● **Extract provided**
■ ■ ■

The “control” clinician would continue to experience “usual” management support and performance feedback.
The effect of the intervention is the difference between the percentage of treatment clinician visits aligned with the standard protocol and the percentage of control clinician visits aligned with the standard protocol.
While we knew that regions varied on multiple characteristics, within each region’s pair of clinicians, conditions were relatively more homogeneous. A within-region comparison of treatment and control results increases the experiment's sensitivity to detecting the treatment effect.
Randomization averages out unmeasured factors that might affect visits, reducing the likelihood that factors other than the treatment caused changes in performance.
Randomization also enables a technical assessment of whether the observed differences could have arisen by chance, assuming no treatment effect.
To ensure that averaging did not obscure important patterns in performance, we began our analysis with time-ordered plots. Within each region, we have two series, treatment and control. The plot patterns raised additional questions that required more digging to understand.

■ ■ ■

● **Work instructions**
• a. Rewrite the stretch of the clinician experiment passage from "Randomization averages out" through "changes in performance.", putting "Random assignment" in place of "Randomization".
• b. Write the next part of the clinician experiment passage, picking up after its last sentence.

● **Excerpted data**
■ ■ ■

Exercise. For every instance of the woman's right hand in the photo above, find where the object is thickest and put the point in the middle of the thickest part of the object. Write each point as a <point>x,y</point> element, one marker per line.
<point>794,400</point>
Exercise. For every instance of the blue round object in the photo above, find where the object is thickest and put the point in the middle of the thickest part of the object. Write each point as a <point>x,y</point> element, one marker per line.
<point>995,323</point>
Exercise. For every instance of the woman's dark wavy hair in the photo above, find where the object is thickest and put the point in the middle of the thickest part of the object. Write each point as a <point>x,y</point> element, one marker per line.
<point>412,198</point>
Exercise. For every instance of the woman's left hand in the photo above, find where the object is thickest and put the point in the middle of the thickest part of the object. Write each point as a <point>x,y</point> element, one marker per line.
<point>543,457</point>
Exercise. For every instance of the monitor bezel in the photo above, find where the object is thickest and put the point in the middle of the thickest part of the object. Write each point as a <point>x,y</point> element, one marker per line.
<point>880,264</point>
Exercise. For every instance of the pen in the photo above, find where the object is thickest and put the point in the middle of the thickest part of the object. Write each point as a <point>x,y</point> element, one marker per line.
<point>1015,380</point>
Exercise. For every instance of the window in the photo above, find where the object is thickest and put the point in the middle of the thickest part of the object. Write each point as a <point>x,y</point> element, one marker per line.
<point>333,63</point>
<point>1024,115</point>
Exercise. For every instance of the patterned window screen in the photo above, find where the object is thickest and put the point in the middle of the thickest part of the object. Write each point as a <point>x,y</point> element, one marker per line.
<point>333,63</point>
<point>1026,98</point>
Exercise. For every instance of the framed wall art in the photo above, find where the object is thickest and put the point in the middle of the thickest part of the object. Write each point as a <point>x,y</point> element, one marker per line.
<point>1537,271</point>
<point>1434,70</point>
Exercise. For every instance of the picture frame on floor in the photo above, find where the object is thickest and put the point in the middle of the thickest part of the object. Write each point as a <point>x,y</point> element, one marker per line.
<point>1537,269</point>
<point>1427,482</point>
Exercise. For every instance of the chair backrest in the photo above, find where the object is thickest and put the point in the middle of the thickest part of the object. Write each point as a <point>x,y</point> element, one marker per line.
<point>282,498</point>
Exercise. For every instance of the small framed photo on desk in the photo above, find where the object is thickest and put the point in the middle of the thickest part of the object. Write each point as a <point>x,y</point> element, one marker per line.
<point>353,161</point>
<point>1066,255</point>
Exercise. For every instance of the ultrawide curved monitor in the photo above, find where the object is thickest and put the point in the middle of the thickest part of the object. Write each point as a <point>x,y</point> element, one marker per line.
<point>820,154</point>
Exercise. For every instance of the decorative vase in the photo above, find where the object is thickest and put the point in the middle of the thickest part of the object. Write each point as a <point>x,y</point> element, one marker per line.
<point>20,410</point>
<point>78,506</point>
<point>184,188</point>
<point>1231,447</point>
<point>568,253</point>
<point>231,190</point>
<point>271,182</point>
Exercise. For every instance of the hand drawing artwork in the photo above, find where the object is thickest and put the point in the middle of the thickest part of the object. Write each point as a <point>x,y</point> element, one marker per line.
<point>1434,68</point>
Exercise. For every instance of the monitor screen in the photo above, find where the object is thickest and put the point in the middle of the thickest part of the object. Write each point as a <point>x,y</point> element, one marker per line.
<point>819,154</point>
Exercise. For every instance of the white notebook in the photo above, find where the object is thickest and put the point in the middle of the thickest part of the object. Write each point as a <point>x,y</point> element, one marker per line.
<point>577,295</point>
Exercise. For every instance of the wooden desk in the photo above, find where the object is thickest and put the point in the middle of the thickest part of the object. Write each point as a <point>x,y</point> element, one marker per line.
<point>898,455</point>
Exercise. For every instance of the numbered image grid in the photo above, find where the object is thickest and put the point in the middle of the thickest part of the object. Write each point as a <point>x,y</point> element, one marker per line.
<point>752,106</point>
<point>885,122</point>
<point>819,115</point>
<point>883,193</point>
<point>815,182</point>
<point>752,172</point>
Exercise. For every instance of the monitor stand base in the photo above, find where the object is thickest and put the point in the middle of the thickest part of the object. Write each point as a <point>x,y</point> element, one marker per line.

■ ■ ■

● **Answers per task**
• a.
Random assignment averages out unmeasured factors that might affect visits, reducing the likelihood that factors other than the treatment caused changes in performance.

• b.
With additional summaries and detective work, we demonstrated that across the 12 regions, the intervention led to an average 20% increase in compliance. The experiment gave a realistic assessment of the proposed coaching intervention, sufficient to guide management decisions.
Anniversary Note: 90 years of experimental design theory and practice
In 1935, R.A. Fisher published Design of Experiments, in which he presented the fundamentals of modern experimental design, rooted in his experience with agricultural trials.
Fisher was both an influential scientist and a pioneer in 20th-century statistics. He combined mathematical insights and years of work at the Rothamsted Experimental Station in Great Britain to shape his experimental theory.
A century ago, agricultural experimenters struggled to efficiently select varieties of plants or types of cultivation (treatments) that would yield higher quality grains, vegetables, fruits, and fiber. Local variation in fertility across field sections makes it difficult to detect small but commercially meaningful differences between treatments. Yearly differences in weather conditions compounded the challenges.
Fisher’s methods eased the struggles. He outlined practical ways to reduce the impact of large sources of variation in field plots and planting by effective grouping (“blocking”) and adjustment using baseline measurements. The simplest example of blocking is the pairing we described earlier. He advised experimenters to randomize treatment assignments across field locations. Randomization averages out the unknown or uncontrolled effects of soil fertility variation. It provides a rational basis for assessing whether observed treatment effects could have arisen by chance if, in fact, the treatments do not affect system performance.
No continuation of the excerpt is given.